-- Page text --

This project is to implement YOLO v3 on Xilinx FPGA with DPU

Primary LanguageC

Hardware Acceleration for Machine Learnning

A image identifier implemented with FGPA to achieve fast real-time multiple object detection.

TEAM MEMBERS: Zuxiong Tan, Samyak Jain, Chenxi Li

Project Goals:

  1. Find a state-of-art multiple object detection model
  2. Measure its performance on GPU for inferencing
  3. Deploy the model on FPGA DPU achieving real-time measurement
  4. Measure the inferencing performance
  5. Compare performances
  • Make roofline plot
  • Calculate memory bandwidths for the DL program on GPU and FPGA

What is DPU

  • The Xilinx® Deep Learning Processor Unit (DPU) is a programmable engine optimized for convolutional neural networks. The unit includes a high performance scheduler module, a hybrid computing array module, an instruction fetch unit module, and a global memory pool module. The DPU uses a specialized instruction set, which allows for the efficient implementation of many convolutional neural networks. Some examples of convolutional neural networks which have been deployed include VGG, ResNet, GoogLeNet, YOLO, SSD, MobileNet, FPN, and many others.

-- Dataset entries --

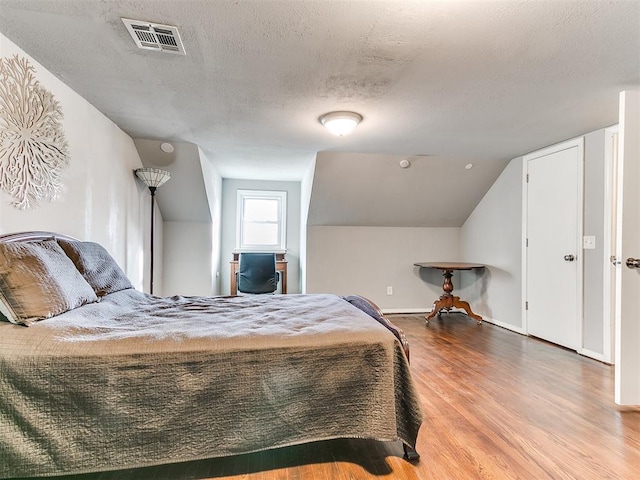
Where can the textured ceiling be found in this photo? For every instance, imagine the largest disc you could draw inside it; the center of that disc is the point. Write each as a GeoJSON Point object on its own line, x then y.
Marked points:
{"type": "Point", "coordinates": [489, 79]}
{"type": "Point", "coordinates": [458, 80]}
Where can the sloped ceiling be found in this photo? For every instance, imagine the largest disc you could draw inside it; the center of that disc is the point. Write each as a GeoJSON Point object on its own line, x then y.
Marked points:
{"type": "Point", "coordinates": [431, 192]}
{"type": "Point", "coordinates": [183, 198]}
{"type": "Point", "coordinates": [459, 81]}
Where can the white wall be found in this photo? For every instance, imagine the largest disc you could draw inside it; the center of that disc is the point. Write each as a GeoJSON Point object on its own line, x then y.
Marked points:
{"type": "Point", "coordinates": [101, 200]}
{"type": "Point", "coordinates": [213, 187]}
{"type": "Point", "coordinates": [492, 235]}
{"type": "Point", "coordinates": [230, 188]}
{"type": "Point", "coordinates": [188, 259]}
{"type": "Point", "coordinates": [594, 225]}
{"type": "Point", "coordinates": [306, 187]}
{"type": "Point", "coordinates": [366, 260]}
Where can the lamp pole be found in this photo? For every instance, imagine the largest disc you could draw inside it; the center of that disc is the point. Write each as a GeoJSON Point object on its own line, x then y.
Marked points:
{"type": "Point", "coordinates": [152, 234]}
{"type": "Point", "coordinates": [152, 178]}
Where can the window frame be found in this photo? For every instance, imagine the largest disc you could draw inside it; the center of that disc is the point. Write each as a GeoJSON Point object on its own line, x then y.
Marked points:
{"type": "Point", "coordinates": [279, 195]}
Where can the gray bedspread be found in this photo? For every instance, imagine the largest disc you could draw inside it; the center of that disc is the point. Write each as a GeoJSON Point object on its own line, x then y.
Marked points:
{"type": "Point", "coordinates": [137, 380]}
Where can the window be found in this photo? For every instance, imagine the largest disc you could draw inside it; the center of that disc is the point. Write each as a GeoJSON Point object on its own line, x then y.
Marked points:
{"type": "Point", "coordinates": [261, 220]}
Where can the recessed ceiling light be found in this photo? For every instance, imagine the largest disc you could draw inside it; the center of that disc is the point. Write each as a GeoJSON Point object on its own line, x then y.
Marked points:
{"type": "Point", "coordinates": [340, 123]}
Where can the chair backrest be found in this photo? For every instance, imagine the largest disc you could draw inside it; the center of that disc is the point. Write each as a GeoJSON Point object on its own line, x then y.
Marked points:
{"type": "Point", "coordinates": [257, 273]}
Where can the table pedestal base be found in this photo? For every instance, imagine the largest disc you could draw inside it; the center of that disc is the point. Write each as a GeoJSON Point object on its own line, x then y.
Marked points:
{"type": "Point", "coordinates": [447, 302]}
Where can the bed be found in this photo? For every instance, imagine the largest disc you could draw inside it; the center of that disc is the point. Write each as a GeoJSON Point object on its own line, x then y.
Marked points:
{"type": "Point", "coordinates": [96, 376]}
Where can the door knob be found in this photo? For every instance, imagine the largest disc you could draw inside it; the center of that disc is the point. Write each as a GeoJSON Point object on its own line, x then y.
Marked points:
{"type": "Point", "coordinates": [633, 262]}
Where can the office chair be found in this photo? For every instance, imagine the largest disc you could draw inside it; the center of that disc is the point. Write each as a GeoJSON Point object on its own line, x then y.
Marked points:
{"type": "Point", "coordinates": [257, 273]}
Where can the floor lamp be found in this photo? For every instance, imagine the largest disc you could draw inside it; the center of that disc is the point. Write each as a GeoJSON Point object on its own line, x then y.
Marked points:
{"type": "Point", "coordinates": [152, 178]}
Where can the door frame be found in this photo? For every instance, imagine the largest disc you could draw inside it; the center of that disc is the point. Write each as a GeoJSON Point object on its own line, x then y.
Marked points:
{"type": "Point", "coordinates": [558, 147]}
{"type": "Point", "coordinates": [609, 246]}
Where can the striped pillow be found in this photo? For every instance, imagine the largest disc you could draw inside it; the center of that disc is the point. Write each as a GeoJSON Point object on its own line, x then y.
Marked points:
{"type": "Point", "coordinates": [97, 267]}
{"type": "Point", "coordinates": [38, 281]}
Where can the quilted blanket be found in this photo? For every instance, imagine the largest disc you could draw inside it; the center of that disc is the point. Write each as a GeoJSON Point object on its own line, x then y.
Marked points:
{"type": "Point", "coordinates": [137, 380]}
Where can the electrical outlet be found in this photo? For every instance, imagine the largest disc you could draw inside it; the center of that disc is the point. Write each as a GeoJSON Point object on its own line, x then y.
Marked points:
{"type": "Point", "coordinates": [588, 242]}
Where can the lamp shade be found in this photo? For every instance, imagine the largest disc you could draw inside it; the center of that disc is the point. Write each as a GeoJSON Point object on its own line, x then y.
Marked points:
{"type": "Point", "coordinates": [340, 123]}
{"type": "Point", "coordinates": [153, 177]}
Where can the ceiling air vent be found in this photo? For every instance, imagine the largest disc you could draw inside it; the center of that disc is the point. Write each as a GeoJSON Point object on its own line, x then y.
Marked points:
{"type": "Point", "coordinates": [152, 36]}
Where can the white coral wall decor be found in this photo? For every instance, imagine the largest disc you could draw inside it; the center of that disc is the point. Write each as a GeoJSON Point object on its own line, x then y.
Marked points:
{"type": "Point", "coordinates": [33, 148]}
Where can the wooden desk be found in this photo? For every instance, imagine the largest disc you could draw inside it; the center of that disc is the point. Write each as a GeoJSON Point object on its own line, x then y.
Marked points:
{"type": "Point", "coordinates": [447, 300]}
{"type": "Point", "coordinates": [281, 266]}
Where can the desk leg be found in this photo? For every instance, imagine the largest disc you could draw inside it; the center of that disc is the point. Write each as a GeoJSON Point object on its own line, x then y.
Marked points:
{"type": "Point", "coordinates": [447, 300]}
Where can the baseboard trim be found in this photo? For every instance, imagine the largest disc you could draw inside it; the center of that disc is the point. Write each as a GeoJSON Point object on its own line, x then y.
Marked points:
{"type": "Point", "coordinates": [404, 310]}
{"type": "Point", "coordinates": [426, 311]}
{"type": "Point", "coordinates": [504, 325]}
{"type": "Point", "coordinates": [595, 355]}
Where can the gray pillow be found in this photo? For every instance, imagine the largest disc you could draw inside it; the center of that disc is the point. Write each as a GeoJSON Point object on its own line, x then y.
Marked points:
{"type": "Point", "coordinates": [38, 281]}
{"type": "Point", "coordinates": [97, 267]}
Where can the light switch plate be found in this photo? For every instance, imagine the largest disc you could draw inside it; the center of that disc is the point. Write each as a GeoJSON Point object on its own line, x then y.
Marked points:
{"type": "Point", "coordinates": [589, 242]}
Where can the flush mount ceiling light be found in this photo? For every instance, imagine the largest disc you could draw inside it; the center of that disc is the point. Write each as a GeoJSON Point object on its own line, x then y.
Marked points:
{"type": "Point", "coordinates": [166, 147]}
{"type": "Point", "coordinates": [340, 123]}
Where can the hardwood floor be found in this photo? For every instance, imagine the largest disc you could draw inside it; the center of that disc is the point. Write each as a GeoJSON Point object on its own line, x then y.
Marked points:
{"type": "Point", "coordinates": [497, 405]}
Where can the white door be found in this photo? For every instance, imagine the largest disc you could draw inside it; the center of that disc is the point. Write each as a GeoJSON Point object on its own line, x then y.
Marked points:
{"type": "Point", "coordinates": [553, 258]}
{"type": "Point", "coordinates": [627, 324]}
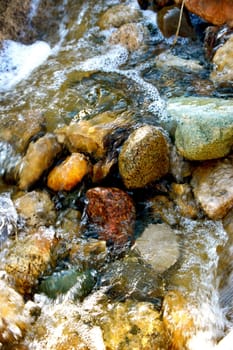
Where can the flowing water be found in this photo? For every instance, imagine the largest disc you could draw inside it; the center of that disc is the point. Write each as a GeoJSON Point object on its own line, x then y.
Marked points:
{"type": "Point", "coordinates": [73, 72]}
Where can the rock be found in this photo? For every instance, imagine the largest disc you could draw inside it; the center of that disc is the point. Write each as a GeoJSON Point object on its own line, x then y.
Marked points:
{"type": "Point", "coordinates": [213, 187]}
{"type": "Point", "coordinates": [158, 246]}
{"type": "Point", "coordinates": [94, 135]}
{"type": "Point", "coordinates": [8, 217]}
{"type": "Point", "coordinates": [223, 64]}
{"type": "Point", "coordinates": [132, 278]}
{"type": "Point", "coordinates": [118, 15]}
{"type": "Point", "coordinates": [28, 259]}
{"type": "Point", "coordinates": [183, 197]}
{"type": "Point", "coordinates": [130, 35]}
{"type": "Point", "coordinates": [144, 157]}
{"type": "Point", "coordinates": [168, 19]}
{"type": "Point", "coordinates": [68, 174]}
{"type": "Point", "coordinates": [111, 215]}
{"type": "Point", "coordinates": [18, 129]}
{"type": "Point", "coordinates": [167, 61]}
{"type": "Point", "coordinates": [162, 208]}
{"type": "Point", "coordinates": [39, 157]}
{"type": "Point", "coordinates": [36, 208]}
{"type": "Point", "coordinates": [217, 12]}
{"type": "Point", "coordinates": [177, 319]}
{"type": "Point", "coordinates": [204, 126]}
{"type": "Point", "coordinates": [13, 323]}
{"type": "Point", "coordinates": [131, 325]}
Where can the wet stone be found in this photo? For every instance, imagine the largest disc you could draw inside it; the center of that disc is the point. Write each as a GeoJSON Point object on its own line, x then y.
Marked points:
{"type": "Point", "coordinates": [28, 259]}
{"type": "Point", "coordinates": [144, 157]}
{"type": "Point", "coordinates": [129, 35]}
{"type": "Point", "coordinates": [212, 186]}
{"type": "Point", "coordinates": [39, 157]}
{"type": "Point", "coordinates": [118, 15]}
{"type": "Point", "coordinates": [36, 208]}
{"type": "Point", "coordinates": [69, 173]}
{"type": "Point", "coordinates": [158, 246]}
{"type": "Point", "coordinates": [110, 215]}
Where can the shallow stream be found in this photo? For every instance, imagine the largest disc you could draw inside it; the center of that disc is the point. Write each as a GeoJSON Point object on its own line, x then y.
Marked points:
{"type": "Point", "coordinates": [73, 72]}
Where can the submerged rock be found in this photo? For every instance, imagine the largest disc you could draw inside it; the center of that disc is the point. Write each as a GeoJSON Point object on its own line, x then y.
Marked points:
{"type": "Point", "coordinates": [158, 246]}
{"type": "Point", "coordinates": [144, 157]}
{"type": "Point", "coordinates": [39, 157]}
{"type": "Point", "coordinates": [213, 187]}
{"type": "Point", "coordinates": [130, 35]}
{"type": "Point", "coordinates": [110, 215]}
{"type": "Point", "coordinates": [204, 126]}
{"type": "Point", "coordinates": [69, 173]}
{"type": "Point", "coordinates": [28, 259]}
{"type": "Point", "coordinates": [36, 208]}
{"type": "Point", "coordinates": [13, 323]}
{"type": "Point", "coordinates": [132, 325]}
{"type": "Point", "coordinates": [118, 15]}
{"type": "Point", "coordinates": [222, 73]}
{"type": "Point", "coordinates": [80, 284]}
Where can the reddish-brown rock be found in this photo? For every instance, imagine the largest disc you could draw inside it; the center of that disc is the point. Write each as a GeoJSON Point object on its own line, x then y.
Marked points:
{"type": "Point", "coordinates": [214, 11]}
{"type": "Point", "coordinates": [111, 214]}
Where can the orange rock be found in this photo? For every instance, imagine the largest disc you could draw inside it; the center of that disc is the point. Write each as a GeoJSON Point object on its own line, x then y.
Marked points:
{"type": "Point", "coordinates": [217, 12]}
{"type": "Point", "coordinates": [177, 319]}
{"type": "Point", "coordinates": [69, 173]}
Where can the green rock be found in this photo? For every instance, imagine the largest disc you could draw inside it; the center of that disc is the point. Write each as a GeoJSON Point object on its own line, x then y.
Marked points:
{"type": "Point", "coordinates": [204, 126]}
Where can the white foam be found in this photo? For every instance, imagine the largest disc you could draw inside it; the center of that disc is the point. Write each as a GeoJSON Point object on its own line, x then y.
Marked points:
{"type": "Point", "coordinates": [17, 61]}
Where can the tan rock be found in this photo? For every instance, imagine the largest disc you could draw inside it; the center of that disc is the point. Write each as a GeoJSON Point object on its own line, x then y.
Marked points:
{"type": "Point", "coordinates": [144, 157]}
{"type": "Point", "coordinates": [12, 321]}
{"type": "Point", "coordinates": [27, 260]}
{"type": "Point", "coordinates": [36, 208]}
{"type": "Point", "coordinates": [130, 35]}
{"type": "Point", "coordinates": [39, 157]}
{"type": "Point", "coordinates": [177, 319]}
{"type": "Point", "coordinates": [213, 187]}
{"type": "Point", "coordinates": [118, 15]}
{"type": "Point", "coordinates": [69, 173]}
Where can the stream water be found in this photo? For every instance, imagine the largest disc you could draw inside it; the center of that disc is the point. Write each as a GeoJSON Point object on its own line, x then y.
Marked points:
{"type": "Point", "coordinates": [73, 72]}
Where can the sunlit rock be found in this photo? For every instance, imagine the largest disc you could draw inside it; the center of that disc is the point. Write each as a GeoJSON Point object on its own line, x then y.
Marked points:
{"type": "Point", "coordinates": [8, 217]}
{"type": "Point", "coordinates": [39, 157]}
{"type": "Point", "coordinates": [168, 19]}
{"type": "Point", "coordinates": [28, 259]}
{"type": "Point", "coordinates": [178, 319]}
{"type": "Point", "coordinates": [130, 35]}
{"type": "Point", "coordinates": [204, 126]}
{"type": "Point", "coordinates": [133, 278]}
{"type": "Point", "coordinates": [69, 173]}
{"type": "Point", "coordinates": [213, 187]}
{"type": "Point", "coordinates": [132, 325]}
{"type": "Point", "coordinates": [144, 157]}
{"type": "Point", "coordinates": [214, 11]}
{"type": "Point", "coordinates": [93, 136]}
{"type": "Point", "coordinates": [36, 208]}
{"type": "Point", "coordinates": [110, 215]}
{"type": "Point", "coordinates": [118, 15]}
{"type": "Point", "coordinates": [18, 129]}
{"type": "Point", "coordinates": [158, 246]}
{"type": "Point", "coordinates": [12, 321]}
{"type": "Point", "coordinates": [223, 64]}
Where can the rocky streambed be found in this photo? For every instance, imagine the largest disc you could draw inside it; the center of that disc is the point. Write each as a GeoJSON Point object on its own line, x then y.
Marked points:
{"type": "Point", "coordinates": [116, 175]}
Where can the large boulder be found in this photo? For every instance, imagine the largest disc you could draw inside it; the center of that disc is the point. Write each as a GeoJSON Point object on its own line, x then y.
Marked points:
{"type": "Point", "coordinates": [204, 126]}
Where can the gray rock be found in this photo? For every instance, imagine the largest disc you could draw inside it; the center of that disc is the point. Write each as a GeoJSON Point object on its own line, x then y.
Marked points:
{"type": "Point", "coordinates": [204, 126]}
{"type": "Point", "coordinates": [158, 246]}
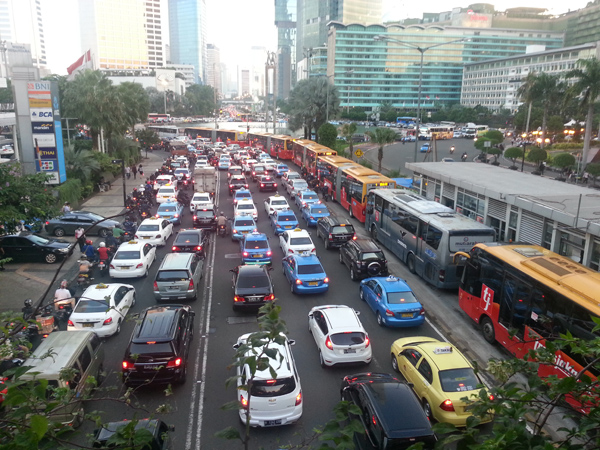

-- Tasks to carry out --
(1) Quote the project description word for word, beginning at the words "1. Find a state-of-art" and stopping after "and many others.".
(2) Extract every line of the records that contains the word "frame".

-- Results by task --
(1)
1. Find a state-of-art multiple object detection model
  2. Measure its performance on GPU for inferencing
  3. Deploy the model on FPGA DPU achieving real-time measurement
  4. Measure the inferencing performance
  5. Compare performances
  • Make roofline plot
  • Calculate memory bandwidths for the DL program on GPU and FPGA

What is DPU

  • The Xilinx® Deep Learning Processor Unit (DPU) is a programmable engine optimized for convolutional neural networks. The unit includes a high performance scheduler module, a hybrid computing array module, an instruction fetch unit module, and a global memory pool module. The DPU uses a specialized instruction set, which allows for the efficient implementation of many convolutional neural networks. Some examples of convolutional neural networks which have been deployed include VGG, ResNet, GoogLeNet, YOLO, SSD, MobileNet, FPN, and many others.

(2)
Where can the window frame be found in this photo? For every instance, imagine the largest disc you could draw inside it; the center of that disc is the point. Write each as a GeoJSON Point object on its own line, x then y.
Where can the door frame be found in this photo? For every instance, imagine the largest disc you could draw inside it; the center of that disc is the point. Write each as a GeoJSON Point object on its own line, x then y.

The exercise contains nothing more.